Ever since starting Benvenuti Arts, Founder and CEO Sarah Benvenuti has been living location independently as a digital nomad. With remote work much more common in a post-COVID world, Sarah will share what she’s learned in her years of working remotely and traveling in this series.

I’m writing this post while sitting in the train station in Inverness, Scotland. Over the years, I’ve gotten good at sleuthing out the spots where I can sit with my computer without anyone getting annoyed with me. 

I’ve been at this digital nomad thing for 8 years now. Even during that first year of COVID, I would go out to Oregon (with care) for months at a time to help out with my newborn nephew, and work from my brother’s home. For clients who have been with me for years, it is something they are used to: opening up their Zoom meetings with me and never knowing where in the world I’ll be. While I now maintain a home base in Pittsburgh – I was fully nomadic, living out of a suitcase for three years before COVID – I still identify strongly with the digital nomad/location independent community, and am back to traveling as much as possible.

It’s not for everyone, I know. Living life in motion has been the greatest gift I’ve ever given myself, but it does take a lot of organization, purposeful communication, and patience to bounce around the world while maintaining my friendships and community. While I don’t expect everyone to fully dive into the travel life like I did, now that more businesses are open to remote work in some capacity, I hope more of you will try adding elements of this life to your own.

Dataset records.
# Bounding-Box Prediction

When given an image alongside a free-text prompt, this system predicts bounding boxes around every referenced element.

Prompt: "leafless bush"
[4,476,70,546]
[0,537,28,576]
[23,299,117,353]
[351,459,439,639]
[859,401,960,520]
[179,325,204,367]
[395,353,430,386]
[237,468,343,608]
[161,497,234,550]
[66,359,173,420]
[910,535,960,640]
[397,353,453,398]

Tasks to carry out.
1) According to the digital nomad post, how long did Sarah Benvenuti live fully nomadic out of a suitcase before COVID?
2) Summarize the digital nomad post in two sentences.
3) Continue the digital nomad post from its last sentence.
The lines are not needed for any of this.

Replies.
1) Three years.

2) Sarah Benvenuti, founder and CEO of Benvenuti Arts, has worked remotely as a digital nomad for eight years and, though she now keeps a home base in Pittsburgh, is back to traveling as much as possible. She says living life in motion has been her greatest gift to herself but takes organization, purposeful communication, and patience, and she hopes more people will add elements of it to their own lives now that remote work is more common.

3)
For me, the best part of nomading has been the space I can find for myself, even when work gets intense. Starting a business is hard, and the past eight years have been a see-saw of intensity followed by brief calm as we achieve the next step, followed by long periods of intensity again as we move forward. I hate to admit this, but I didn’t take more than a few days off in a row for the first 5 years of Benvenuti Arts.

But this is where travel saved me. 

Maybe I couldn’t “vacation” – i.e. take a week off, not look at email, and relax on a beach – but by “living” in a place for a month while working, I could get a feel for a new city. I could see the sites and museums, experience the culture, and even make local friends. While I had to work, the difference in time zones forced me to put a limit on my availability. Like anyone who works, my evenings and weekends were full. I’ve had a spontaneous sing-a-long with old locals at a restaurant in the Thai countryside, drank too much wine with new friends from a Spanish course on a rooftop in Barcelona, ate and drank with the chef of a ramen joint in Medellin after closing, and hiked the Scottish Highlands (spraining my ankle in the process, which led me to being mocked by a Scottish doctor, but that’s another story!). These are things I wouldn’t have experienced on vacation because they took me being in a place for a time, getting comfortable and meeting people.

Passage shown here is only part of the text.